EXERCISE GOAL
Write out the SELinux post from "On Fri, 6 Sep" up to and including "to my system..", swapping "unrestricted" for "unlimited".

Turning off SELINUX

Marko Vojinovic vvmarko at gmail.com
Fri Sep 6 16:18:28 UTC 2013


On Fri, 6 Sep 2013 17:58:03 +0200
Heinz Diehl <htd at fritha.org> wrote:
> On 06.09.2013, Javier Perez wrote: 
> 
> > My beef is given the NSA origin of this software, It could very
> > well have a backdoor to turn itself off under the appropriate
> > circumstances like an NSA-sponsored breach an allow unrestricted
> > access to my system..
> 
> Every person contributing to free open source software could do
> that. You're talking about the NSA: they could easily pay
> somebody to do that for them. Everybody with a lot of money could do
> the same. If that's your concern, you can never ever be
> shure, unless you have reviewed all of the sourcecode running on your
> machine by yourself, and recompiled the software using this source
> afterwards.

That's not enough, because the compiler may be rigged to reintroduce
backdoors straight into binaries. You need to check the compiler source
code, and then bootstrap it from a simpler compiler that you have wrote
yourself in machine code (and I mean machine code, not the assembly
language).

STORED ROWS
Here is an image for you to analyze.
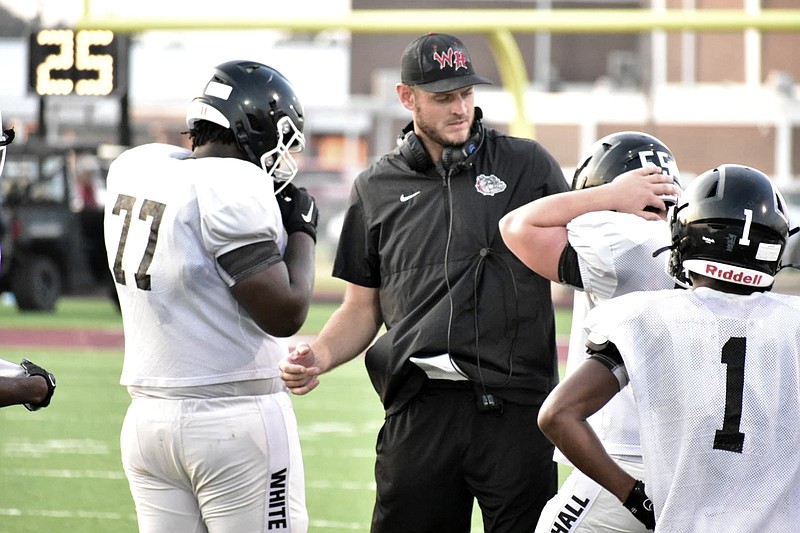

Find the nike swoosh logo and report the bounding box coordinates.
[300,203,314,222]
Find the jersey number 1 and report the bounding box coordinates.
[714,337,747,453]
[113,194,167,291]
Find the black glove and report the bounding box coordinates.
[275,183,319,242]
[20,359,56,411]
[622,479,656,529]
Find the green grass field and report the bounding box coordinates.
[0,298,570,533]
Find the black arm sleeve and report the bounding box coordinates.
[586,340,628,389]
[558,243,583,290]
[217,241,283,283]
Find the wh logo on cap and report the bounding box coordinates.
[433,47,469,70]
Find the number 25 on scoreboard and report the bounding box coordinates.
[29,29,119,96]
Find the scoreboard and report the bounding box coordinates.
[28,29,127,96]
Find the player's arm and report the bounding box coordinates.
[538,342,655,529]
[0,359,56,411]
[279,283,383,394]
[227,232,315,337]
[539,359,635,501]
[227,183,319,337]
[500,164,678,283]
--
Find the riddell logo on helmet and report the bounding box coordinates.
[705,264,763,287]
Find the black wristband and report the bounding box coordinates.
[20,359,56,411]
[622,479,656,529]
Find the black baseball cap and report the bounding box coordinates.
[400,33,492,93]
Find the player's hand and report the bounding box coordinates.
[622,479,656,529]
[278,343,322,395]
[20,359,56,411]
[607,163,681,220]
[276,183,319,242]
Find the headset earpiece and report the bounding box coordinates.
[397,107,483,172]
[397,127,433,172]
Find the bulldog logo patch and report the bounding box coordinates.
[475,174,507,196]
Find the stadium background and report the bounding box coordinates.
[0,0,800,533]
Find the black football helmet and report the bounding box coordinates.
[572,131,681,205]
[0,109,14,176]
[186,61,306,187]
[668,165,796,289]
* * *
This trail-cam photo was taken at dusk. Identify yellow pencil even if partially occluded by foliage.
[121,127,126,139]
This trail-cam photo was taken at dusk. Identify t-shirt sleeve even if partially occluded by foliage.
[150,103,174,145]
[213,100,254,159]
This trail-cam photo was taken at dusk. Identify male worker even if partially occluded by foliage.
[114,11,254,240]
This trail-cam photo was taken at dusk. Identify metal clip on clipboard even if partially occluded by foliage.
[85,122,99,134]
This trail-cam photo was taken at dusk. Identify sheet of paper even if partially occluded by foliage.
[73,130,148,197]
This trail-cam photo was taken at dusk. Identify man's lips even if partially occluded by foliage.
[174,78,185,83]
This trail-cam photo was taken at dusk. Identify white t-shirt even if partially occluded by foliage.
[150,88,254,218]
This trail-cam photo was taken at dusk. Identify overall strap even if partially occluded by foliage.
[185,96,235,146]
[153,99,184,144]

EXERCISE ANSWER
On Fri, 6 Sep 2013 17:58:03 +0200
Heinz Diehl <htd at fritha.org> wrote:
> On 06.09.2013, Javier Perez wrote: 
> 
> > My beef is given the NSA origin of this software, It could very
> > well have a backdoor to turn itself off under the appropriate
> > circumstances like an NSA-sponsored breach an allow unlimited
> > access to my system..